:: CONSEGNA A ::
Elenchi tutte le righe dell'elenco in cui compare la stringa "water", trascrivendole integralmente.

:: TESTO CITATO ::
◇ ◇ ◇ ◇ ◇
Qual è la situazione in Italia riguardo all’inclusione culturale? Quali sono le criticità e le azioni che si possono attuare?

L’Italia si trova in un punto geografico strategico ed è da sempre un crocevia di culture diverse. Bisogna sottolineare un aspetto che difficilmente viene evidenziato: le migrazioni che hanno interessato il nostro paese sono diverse da quelle in altri paesi. Francia e Germania sono stati interessati da grandi flussi migratori già 20-30 anni prima di noi, ma questi flussi provenivano dalle loro stesse aree culturali e quindi caratterizzati dalla prevalenza di individui con la stessa nazionalità. In Italia i flussi migratori sono arrivati più tardi, ma sono da sempre eterogenei: si parla di 20-30 nazionalità contemporaneamente, un vero e proprio laboratorio culturale. Anche altri dati ce lo dicono. Ad esempio, abbiamo avuto fenomeni di radicalizzazione minori di quelli che si sono verificati in Francia. L’Italia è quindi un laboratorio sociale che sa fare intercultura e ha acquisito competenze in un largo lasso temporale. Il problema serio è che istituzionalmente siamo indietro. Per esempio, mentre l’inclusione delle diversità nelle scuole è iniziata già da qualche anno, l’inclusione delle diversità si vede maggiormente nel mondo del lavoro, anche se le piccole e medie imprese poco si prestano rispetto ad altri contesti. Un altro problema è che in Italia le leggi sulla cittadinanza sono molto restrittive, rendendo difficile l’acquisizione della cittadinanza italiana ai ragazzi di seconda generazione. Quindi, geograficamente siamo stati avvantaggiati rispetto ad altre nazioni nella propensione all’interculturalità, ma di contro abbiamo un ritardo sul piano burocratico e nella scuola. Bisognerebbe sviluppare il concetto di interculturalità prima di tutto nella scuola e poi formare tutti gli altri ambiti, anche nella pubblica amministrazione. La formazione è necessaria a tutti i livelli, ma soprattutto per gli adulti e soprattutto per quelle categorie professionali che si rendono disponibili.
◇ ◇ ◇ ◇ ◇
:: DATI ::
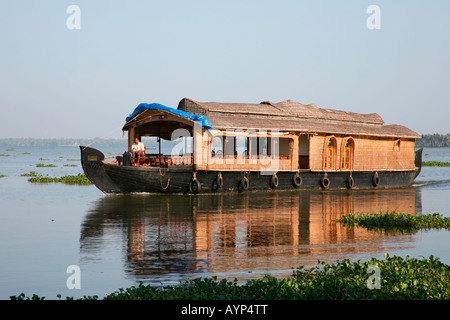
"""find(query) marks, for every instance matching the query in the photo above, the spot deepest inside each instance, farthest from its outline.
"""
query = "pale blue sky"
(56, 82)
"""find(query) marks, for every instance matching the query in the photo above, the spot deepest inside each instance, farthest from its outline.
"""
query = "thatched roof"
(293, 116)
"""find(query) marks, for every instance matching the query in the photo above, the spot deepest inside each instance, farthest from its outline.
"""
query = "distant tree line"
(434, 140)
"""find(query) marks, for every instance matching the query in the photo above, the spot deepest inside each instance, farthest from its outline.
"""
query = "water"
(120, 240)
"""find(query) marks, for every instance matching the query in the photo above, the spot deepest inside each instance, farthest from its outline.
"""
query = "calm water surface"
(120, 240)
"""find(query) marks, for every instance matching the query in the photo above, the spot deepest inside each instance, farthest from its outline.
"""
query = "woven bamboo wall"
(370, 153)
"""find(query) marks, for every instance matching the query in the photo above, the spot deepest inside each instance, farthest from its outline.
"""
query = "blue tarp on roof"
(156, 106)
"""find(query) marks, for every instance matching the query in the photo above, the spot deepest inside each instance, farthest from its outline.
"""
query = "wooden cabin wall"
(369, 153)
(204, 160)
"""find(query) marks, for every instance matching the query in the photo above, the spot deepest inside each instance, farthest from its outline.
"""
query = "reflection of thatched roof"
(293, 116)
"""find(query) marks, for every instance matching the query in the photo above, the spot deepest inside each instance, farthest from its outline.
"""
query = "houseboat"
(203, 147)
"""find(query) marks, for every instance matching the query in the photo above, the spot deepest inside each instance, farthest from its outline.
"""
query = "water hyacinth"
(79, 179)
(400, 278)
(395, 221)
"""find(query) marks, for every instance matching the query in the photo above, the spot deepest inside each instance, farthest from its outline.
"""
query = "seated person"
(137, 148)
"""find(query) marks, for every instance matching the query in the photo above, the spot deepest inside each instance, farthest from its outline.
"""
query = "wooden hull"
(111, 178)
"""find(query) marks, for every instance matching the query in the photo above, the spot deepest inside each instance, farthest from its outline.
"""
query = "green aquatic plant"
(395, 221)
(79, 179)
(41, 165)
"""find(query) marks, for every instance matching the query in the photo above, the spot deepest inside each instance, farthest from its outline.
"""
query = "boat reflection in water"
(243, 235)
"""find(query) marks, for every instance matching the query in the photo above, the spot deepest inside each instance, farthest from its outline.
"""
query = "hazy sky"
(82, 83)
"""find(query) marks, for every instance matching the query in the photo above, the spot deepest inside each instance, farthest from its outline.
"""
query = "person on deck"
(137, 148)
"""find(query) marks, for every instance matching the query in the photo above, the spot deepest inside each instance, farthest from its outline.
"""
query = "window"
(347, 153)
(330, 151)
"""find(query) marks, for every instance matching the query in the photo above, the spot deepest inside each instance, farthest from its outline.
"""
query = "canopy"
◇ ◇ ◇ ◇ ◇
:: CONSEGNA B ::
Secondo il testo sull'inclusione culturale in Italia, da dove provenivano i flussi migratori che hanno interessato Francia e Germania?

:: RISPOSTA SCRITTA A ::
query = "water"
query = "calm water surface"
query = "water hyacinth"
query = "boat reflection in water"

:: RISPOSTA SCRITTA B ::
Dalle loro stesse aree culturali.